* [TEXTO DO DOCUMENTO]:

Um toque de pecado (Tian Zhu Ding, China, 2013) é um tipo de Pulp Fiction
chinês? Paulo Francisco, meu filho que está estudando filosofia,
acertou dizendo isso. O trabalho do diretor Jia Zhang-Ke lembra a
película de Tarantino à medida que conta quatro histórias com desfechos
sangrentos em um panorama de revolta e vingança. Todavia, diferente dos
filmes de Tarantino, a produção de Jia Zhang-Ke fala de uma geografia
menos ficcional e de uma história menos glamorosa que as que o americano
costuma mostrar.
O que está no fundo da tela é a China na
sua reentrada no capitalismo, administrada por uma elite no interior de
um partido único que ostenta o nome, agora completamente artificial, de
“comunista”. Aspectos ultramodernos do capitalismo ocidental se casam,
então, com uma mentalidade da terra do tradicionalismo dos mandarins
associada ao autoritarismo e à corrupção própria do comunismo decadente,
tudo isso regado por aspectos sociais de exploração dos trabalhadores
que lembram o que se passou na Europa e na América em tempos em que não
havia como não odiar o capitalismo, os tempos que Victor Hugo
imortalizou em Os miseráveis.
Sobre esse fundo, o filme começa com a
história de um trabalhador que resolve ser o justiceiro social de sua
aldeia, terminando por matar o próprio dono da grande fábrica do local.
Segue então a história de um jovem de aldeia que coloca dinheiro em sua
casa por meio de assaltos violentos nos grandes centros. Logo em seguida
vem a história da atendente de casa de massagem que se recusa a fazer
sexo com exploradores ilegais de pedágio, reagindo a eles e esfaqueando
um deles. Por fim, a quarta historieta é a de um garoto que não suporta
as pressões caseiras, do trabalho e a decepção amorosa, pondo fim à sua
própria vida.
O final do filme apresenta a atendente
da terceira historieta, que vem recomeçar a vida em outro lugar, ou
seja, no local de início do filme, a fábrica cujo dono foi assassinado. A
fábrica se apresenta então comanda pela esposa do assassinado.
Todas as cenas apresentam a mesma
mensagem, altamente marcada pela diferença de gêneros: o capitalismo que
entra na China pela segunda vez, ao menos na sua fase ou face mais
bárbara, só pode funcionar pela ação das mulheres. O homem é quebrado, a
mulher se adapta e conduz a vida.
Nem o filme e nem a minha leitura são
machistas. O que o Ji Zhang Ke está dizendo, se é que eu o entendi, é
que as coisas na reentrada do capitalismo, ao menos na China, não podem
ser feitas senão pela capacidade de adaptação, mas não resignação, da
mulher. Todos os personagens femininos, rebeldes ou não, ativos ou não,
estão vivendo o que a vida na China pode oferecer. Contrariamente, os
homens estão sendo desnaturados, entortados, dizimados – eles não
suportam a violência do capitalismo sem democracia, essa forma brutal
escolhida pela China para se ocidentalizar.

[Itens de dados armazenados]
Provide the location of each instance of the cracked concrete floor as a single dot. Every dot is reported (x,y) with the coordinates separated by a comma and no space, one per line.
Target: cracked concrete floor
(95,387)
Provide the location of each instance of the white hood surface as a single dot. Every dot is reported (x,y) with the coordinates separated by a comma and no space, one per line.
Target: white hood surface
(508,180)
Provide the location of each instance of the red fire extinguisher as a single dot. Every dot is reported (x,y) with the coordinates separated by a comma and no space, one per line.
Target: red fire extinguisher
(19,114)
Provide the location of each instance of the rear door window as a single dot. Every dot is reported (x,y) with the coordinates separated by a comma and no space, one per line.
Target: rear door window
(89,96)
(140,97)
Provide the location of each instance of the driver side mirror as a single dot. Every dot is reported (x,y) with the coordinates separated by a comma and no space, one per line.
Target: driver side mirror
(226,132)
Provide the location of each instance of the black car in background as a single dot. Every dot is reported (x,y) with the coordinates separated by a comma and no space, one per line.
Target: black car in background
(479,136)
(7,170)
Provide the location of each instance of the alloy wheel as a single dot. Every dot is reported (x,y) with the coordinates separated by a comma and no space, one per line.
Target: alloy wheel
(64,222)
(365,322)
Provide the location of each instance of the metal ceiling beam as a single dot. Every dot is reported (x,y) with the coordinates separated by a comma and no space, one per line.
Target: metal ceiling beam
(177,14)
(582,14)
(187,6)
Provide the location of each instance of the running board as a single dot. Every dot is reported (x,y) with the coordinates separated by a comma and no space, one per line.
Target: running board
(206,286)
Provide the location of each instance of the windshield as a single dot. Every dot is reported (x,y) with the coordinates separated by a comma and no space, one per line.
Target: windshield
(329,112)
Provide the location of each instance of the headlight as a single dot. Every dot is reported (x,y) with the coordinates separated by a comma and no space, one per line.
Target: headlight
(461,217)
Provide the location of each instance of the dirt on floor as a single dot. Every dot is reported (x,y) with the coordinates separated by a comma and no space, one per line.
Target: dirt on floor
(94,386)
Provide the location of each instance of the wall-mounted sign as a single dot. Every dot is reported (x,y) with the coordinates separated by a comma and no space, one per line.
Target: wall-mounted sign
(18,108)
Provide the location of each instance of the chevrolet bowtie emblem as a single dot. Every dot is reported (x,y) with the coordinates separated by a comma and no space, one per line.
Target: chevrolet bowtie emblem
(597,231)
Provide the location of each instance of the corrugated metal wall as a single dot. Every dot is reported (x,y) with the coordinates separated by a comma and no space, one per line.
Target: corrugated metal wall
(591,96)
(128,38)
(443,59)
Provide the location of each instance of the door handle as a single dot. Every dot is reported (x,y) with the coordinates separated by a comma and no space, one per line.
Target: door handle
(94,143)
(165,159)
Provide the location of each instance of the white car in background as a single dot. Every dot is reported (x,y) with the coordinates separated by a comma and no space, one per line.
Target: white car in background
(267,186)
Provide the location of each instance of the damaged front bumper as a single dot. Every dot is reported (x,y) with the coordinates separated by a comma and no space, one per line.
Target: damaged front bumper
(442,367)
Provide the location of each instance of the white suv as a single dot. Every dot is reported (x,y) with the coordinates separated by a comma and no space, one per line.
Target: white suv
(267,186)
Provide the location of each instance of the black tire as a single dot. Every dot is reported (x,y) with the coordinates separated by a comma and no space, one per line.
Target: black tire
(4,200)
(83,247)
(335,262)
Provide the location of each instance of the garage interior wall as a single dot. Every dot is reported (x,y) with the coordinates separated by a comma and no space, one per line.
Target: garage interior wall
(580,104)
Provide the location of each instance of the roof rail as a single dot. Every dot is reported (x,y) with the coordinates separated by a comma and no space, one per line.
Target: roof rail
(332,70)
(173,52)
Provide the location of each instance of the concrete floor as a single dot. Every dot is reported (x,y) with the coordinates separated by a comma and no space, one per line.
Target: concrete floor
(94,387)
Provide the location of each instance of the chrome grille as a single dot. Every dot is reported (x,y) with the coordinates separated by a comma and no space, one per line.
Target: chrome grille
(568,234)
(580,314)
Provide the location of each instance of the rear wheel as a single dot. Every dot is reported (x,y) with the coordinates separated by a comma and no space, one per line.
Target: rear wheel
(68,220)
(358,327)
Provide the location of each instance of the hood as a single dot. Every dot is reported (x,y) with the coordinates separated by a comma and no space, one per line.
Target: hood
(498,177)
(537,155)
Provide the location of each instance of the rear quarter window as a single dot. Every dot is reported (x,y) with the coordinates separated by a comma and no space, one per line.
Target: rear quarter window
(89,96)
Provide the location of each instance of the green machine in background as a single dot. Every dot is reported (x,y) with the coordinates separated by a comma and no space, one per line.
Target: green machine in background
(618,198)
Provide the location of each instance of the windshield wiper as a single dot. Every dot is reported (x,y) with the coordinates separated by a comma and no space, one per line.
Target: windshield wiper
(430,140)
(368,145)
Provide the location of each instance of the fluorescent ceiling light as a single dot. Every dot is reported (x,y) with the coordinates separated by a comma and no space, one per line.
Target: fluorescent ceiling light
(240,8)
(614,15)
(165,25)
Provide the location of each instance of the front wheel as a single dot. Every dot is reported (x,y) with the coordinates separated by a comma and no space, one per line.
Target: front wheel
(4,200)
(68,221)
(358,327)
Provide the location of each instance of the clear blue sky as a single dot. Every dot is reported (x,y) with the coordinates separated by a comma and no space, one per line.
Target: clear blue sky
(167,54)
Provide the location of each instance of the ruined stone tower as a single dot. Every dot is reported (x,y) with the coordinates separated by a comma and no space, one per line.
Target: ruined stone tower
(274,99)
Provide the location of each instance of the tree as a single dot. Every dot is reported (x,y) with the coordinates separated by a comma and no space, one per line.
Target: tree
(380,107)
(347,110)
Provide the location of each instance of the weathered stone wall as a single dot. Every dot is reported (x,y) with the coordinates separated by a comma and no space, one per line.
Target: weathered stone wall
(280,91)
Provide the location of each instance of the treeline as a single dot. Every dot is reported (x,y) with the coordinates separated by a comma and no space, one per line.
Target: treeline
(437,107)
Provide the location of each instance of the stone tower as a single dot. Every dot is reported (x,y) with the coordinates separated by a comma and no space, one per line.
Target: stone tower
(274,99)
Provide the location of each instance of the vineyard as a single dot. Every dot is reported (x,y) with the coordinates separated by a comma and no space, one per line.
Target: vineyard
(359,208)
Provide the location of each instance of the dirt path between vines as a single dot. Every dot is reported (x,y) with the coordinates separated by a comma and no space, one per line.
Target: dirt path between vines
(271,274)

* [AÇÕES A REALIZAR]:
#1 Enumere todos os títulos de obras mencionados no texto sobre Um toque de pecado.
#2 Imprima o trecho do texto sobre Um toque de pecado que vai de "Todas as cenas" até "conduz a vida.", inclusive.
Os dados armazenados não têm nenhum papel nesta atividade.

* [SOLUÇÕES POR TAREFA]:
#1
Um toque de pecado (Tian Zhu Ding)
Pulp Fiction
Os miseráveis

#2
Todas as cenas apresentam a mesma
mensagem, altamente marcada pela diferença de gêneros: o capitalismo que
entra na China pela segunda vez, ao menos na sua fase ou face mais
bárbara, só pode funcionar pela ação das mulheres. O homem é quebrado, a
mulher se adapta e conduz a vida.